--- AVAILABLE RECORDS ---

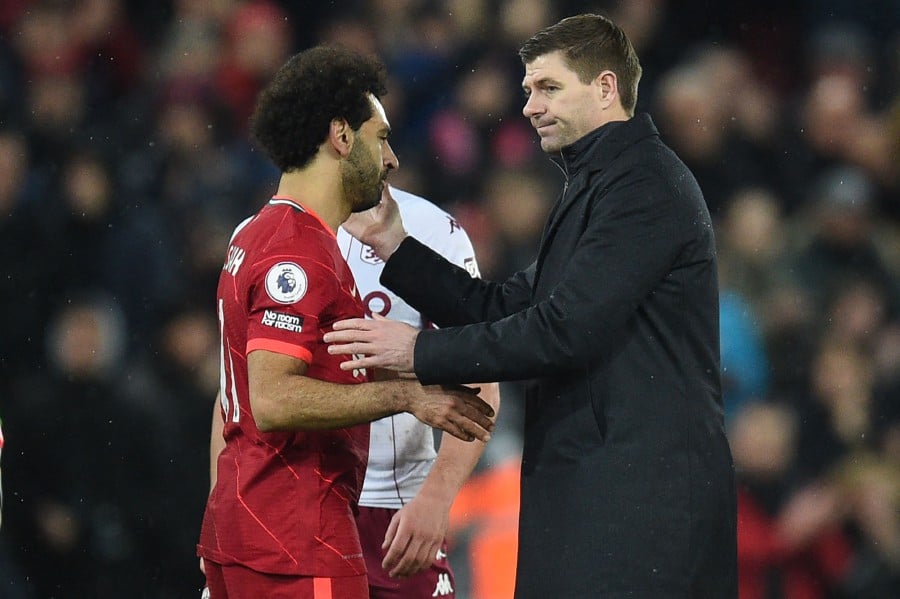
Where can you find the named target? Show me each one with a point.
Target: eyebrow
(542, 82)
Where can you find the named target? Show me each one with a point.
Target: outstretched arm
(283, 398)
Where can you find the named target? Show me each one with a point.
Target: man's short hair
(294, 111)
(590, 44)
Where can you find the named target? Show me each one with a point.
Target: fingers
(407, 555)
(363, 362)
(359, 324)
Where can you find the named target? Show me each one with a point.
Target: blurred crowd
(125, 165)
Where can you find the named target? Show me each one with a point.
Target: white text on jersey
(235, 259)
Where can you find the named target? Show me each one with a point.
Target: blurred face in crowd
(369, 162)
(560, 107)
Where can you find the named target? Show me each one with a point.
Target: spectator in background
(790, 540)
(607, 393)
(842, 245)
(101, 71)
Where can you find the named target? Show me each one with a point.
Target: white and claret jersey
(401, 448)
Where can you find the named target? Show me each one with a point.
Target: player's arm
(416, 531)
(284, 399)
(216, 440)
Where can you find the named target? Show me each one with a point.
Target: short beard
(362, 180)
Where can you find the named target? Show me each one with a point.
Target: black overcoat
(627, 477)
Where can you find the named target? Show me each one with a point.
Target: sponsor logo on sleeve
(286, 283)
(472, 268)
(280, 320)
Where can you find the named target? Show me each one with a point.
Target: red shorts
(238, 582)
(437, 581)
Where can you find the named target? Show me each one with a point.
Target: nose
(532, 106)
(391, 162)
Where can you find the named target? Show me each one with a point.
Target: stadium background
(124, 165)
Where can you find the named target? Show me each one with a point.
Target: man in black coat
(627, 478)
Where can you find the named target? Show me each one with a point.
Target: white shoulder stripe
(287, 203)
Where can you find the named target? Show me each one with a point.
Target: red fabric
(235, 582)
(805, 573)
(284, 501)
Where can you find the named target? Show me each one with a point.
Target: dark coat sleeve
(629, 244)
(447, 294)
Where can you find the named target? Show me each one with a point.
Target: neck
(318, 188)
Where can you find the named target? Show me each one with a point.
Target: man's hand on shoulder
(382, 343)
(381, 227)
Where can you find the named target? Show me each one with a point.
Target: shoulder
(433, 226)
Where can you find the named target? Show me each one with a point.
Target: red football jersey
(284, 502)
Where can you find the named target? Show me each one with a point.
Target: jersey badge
(472, 268)
(286, 283)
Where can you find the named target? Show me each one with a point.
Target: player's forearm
(216, 441)
(457, 459)
(311, 404)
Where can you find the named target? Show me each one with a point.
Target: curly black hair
(311, 89)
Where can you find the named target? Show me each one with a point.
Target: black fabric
(627, 478)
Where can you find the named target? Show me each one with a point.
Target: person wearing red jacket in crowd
(790, 541)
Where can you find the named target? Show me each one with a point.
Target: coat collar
(601, 146)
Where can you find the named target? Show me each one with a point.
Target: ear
(607, 85)
(341, 136)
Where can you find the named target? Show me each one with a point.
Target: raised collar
(599, 147)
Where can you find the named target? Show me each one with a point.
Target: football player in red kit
(280, 520)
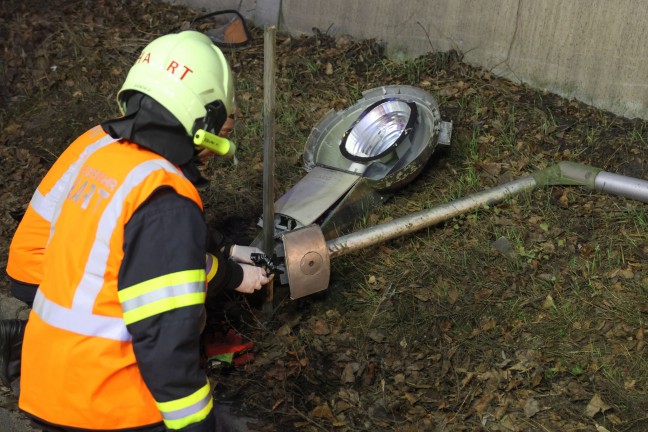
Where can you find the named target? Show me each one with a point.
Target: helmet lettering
(146, 59)
(174, 65)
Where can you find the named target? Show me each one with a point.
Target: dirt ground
(526, 316)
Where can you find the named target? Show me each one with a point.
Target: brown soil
(435, 331)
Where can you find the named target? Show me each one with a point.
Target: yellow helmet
(189, 76)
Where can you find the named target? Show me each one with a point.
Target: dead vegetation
(528, 316)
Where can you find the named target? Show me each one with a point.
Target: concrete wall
(595, 51)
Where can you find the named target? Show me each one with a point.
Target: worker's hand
(253, 279)
(242, 254)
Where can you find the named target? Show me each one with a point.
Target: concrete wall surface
(595, 51)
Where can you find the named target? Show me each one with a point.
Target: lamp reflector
(378, 130)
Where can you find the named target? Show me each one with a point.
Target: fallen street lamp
(307, 253)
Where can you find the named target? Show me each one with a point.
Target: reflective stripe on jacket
(25, 261)
(79, 368)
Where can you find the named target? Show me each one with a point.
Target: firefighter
(115, 240)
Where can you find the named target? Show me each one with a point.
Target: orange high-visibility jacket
(25, 261)
(79, 368)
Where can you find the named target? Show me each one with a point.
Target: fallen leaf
(321, 327)
(595, 406)
(531, 407)
(322, 411)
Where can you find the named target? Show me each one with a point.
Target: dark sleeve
(23, 291)
(166, 236)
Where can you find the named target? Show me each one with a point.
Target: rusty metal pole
(268, 154)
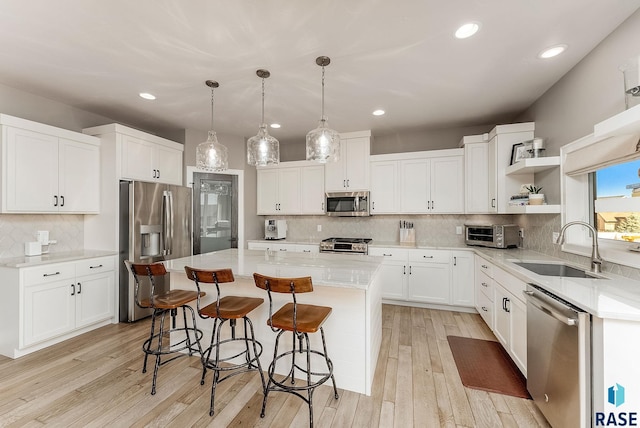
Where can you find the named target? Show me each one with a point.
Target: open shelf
(534, 209)
(533, 165)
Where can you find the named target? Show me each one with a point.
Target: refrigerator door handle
(167, 222)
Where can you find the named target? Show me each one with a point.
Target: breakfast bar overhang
(349, 284)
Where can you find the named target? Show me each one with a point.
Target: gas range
(345, 245)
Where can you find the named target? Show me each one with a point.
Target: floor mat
(484, 364)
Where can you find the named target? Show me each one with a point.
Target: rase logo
(615, 396)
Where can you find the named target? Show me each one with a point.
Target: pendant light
(211, 155)
(323, 143)
(263, 149)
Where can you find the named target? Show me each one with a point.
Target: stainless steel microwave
(492, 235)
(347, 204)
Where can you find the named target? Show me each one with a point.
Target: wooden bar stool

---

◆ WHAT YOU HAVE TO DO:
Set every entry down again exactly as written, and omit the images.

◆ PROBLEM SOLUTION:
Where can you find the named target? Show me each one with a point.
Target: eyebrow
(542, 82)
Where can you find the named target? Show me each one with a point.
Target: outstretched arm
(283, 398)
Where can you find the named target? Show me each one with a point.
Target: man's short hair
(294, 111)
(590, 44)
Where can you find the named target? Show me each one with a point.
Target: fingers
(407, 555)
(363, 362)
(359, 324)
Where can you find the named target? Show me each one with a point.
Target: blurred crowd
(125, 165)
Where can you find the named target? Show me each one with a point.
Target: white text on jersey
(235, 259)
Where can you find the named target? Show me each one with a point.
Target: blurred face in crowd
(369, 162)
(560, 107)
Where can you find the named target? Show me each one with a point.
Target: spectator in background
(790, 540)
(607, 393)
(842, 245)
(101, 71)
Where can you find the named target? Show me each one with a point.
Target: white and claret jersey
(401, 448)
Where can you find the named target? Show me each one with a point.
Target: player's arm
(416, 531)
(284, 399)
(216, 440)
Where can you find the named target? Show me each one with a point.
Target: short beard
(362, 180)
Where can you find the named target? Show me each one with a point.
Target: black overcoat
(627, 477)
Where can you find the named target? Show me each one with a point.
Target: sponsor logo on sleeve
(286, 283)
(472, 268)
(280, 320)
Where can you find the named target? Show me each one with a point.
Target: red shorts
(238, 582)
(437, 581)
Where can you find the named target? Show me each one with a point.
Target: nose
(532, 106)
(391, 162)
Where can you find the named target? Show me each one with a point.
Target: stadium background
(124, 165)
Where can you find the named target? Show me each one with a point.
Target: man in black coat
(627, 478)
Where can you find the named target? Show me each one with a point.
Target: white shoulder stripe
(287, 203)
Where can you find the named target? Show me each one with a point.
Target: red fabric
(235, 582)
(805, 573)
(284, 501)
Where can you find the named target? Show me each one with a point.
Target: dark coat sleeve
(629, 244)
(447, 294)
Where can you find the named target? Show me each one with a point.
Target: neck
(318, 188)
Where can you find the named target? Show me each one with a point.
Target: man's hand on shoulder
(382, 343)
(381, 227)
Where can you find the named target? Show me each one with a point.
Target: shoulder
(433, 226)
Where can you find the named target? Show me each one with a point.
Target: red football jersey
(284, 502)
Where can you find the named target? Show me each one with a point.
Target: jersey badge
(472, 268)
(286, 283)
Where can you find the named target? Show me each one with a point.
Target: player's forearm
(216, 441)
(457, 459)
(311, 404)
Where can you find the named target? Show me each one with a point.
Target: curly black hair
(311, 89)
Where can you find the named target? Show me each one with a point.
Target: black fabric
(627, 478)
Where can you find the named target? Show me each one with a point.
Target: person wearing red jacket in crowd
(790, 541)
Where can you find the named target? Show me each one with a point.
Target: coat collar
(601, 146)
Where can you find the named target? Show me each one with a point.
Target: ear
(607, 85)
(341, 136)
Where can you find the named target? Show me each one with a point.
Target: raised collar
(599, 147)
Where can you find the named target? Show me each one with a point.
Target: football player in red kit
(280, 520)
Where can you find the named target? Show me each one with a point.
Target: helmet lettering
(146, 59)
(174, 65)
Where can you find the named target? Show me each one with a point.
Target: dirt ground
(526, 316)
Where can you find the named target? Show me each one with a point.
Target: brown soil
(435, 331)
Where can you find the named target? Show me each one with a point.
Target: yellow helmet
(189, 76)
Where can you find the named target? Show me each one with a point.
Target: dead vegetation
(528, 316)
Where can you find the named target? Show me each one with a point.
Target: concrete wall
(595, 51)
Where can you find the named target? Show me each one with a point.
Target: worker's hand
(253, 279)
(242, 254)
Where can you find the named target? Show me each one with a point.
Target: concrete wall surface
(595, 51)
Where can you find the named target? Show me each one with a point.
Target: lamp reflector
(378, 130)
Where can you find the named target? Show me each one with a point.
Target: fallen street lamp
(307, 253)
Where can you find the named target? Show me each one with a point.
Target: reflective stripe on jacket
(25, 261)
(79, 368)
Where can you find the named target? Show me each one with a point.
Target: firefighter
(115, 240)
Where can you find the named target? Show me each one with a point.
Target: orange high-visibility jacket
(25, 261)
(79, 368)
Where can you find the named target? Show me each one with a point.
Target: fallen leaf
(321, 327)
(595, 406)
(531, 407)
(322, 411)
Where can you find the named target? Show me each one with a point.
Target: dark sleeve
(23, 291)
(166, 236)
Where can you find the named target? Show me each one with a point.
Target: rusty metal pole
(268, 154)
Where can you find the named target? Show me each one with a point.
Target: open shelf
(534, 209)
(533, 165)
Where can you find the named target? Show me each one with a point.
Target: refrigerator door handle
(167, 222)
Where can you find the named target? Show me each one with a point.
Target: breakfast bar overhang
(349, 284)
Where can you find the named target? Show me each one with a point.
Target: gas range
(345, 245)
Where can you find the named target? Show me each one with a point.
Target: floor mat
(484, 364)
Where can you find the named target? Show me each one with a point.
Target: rase logo
(615, 396)
Where can you find the named target? Show me each one with a point.
Target: pendant light
(211, 155)
(323, 143)
(263, 149)
Where can you find the named target? Show me each one with a point.
Target: stainless steel microwave
(492, 235)
(347, 204)
Where can you find the named target? Show me each one with a point.
Target: wooden bar stool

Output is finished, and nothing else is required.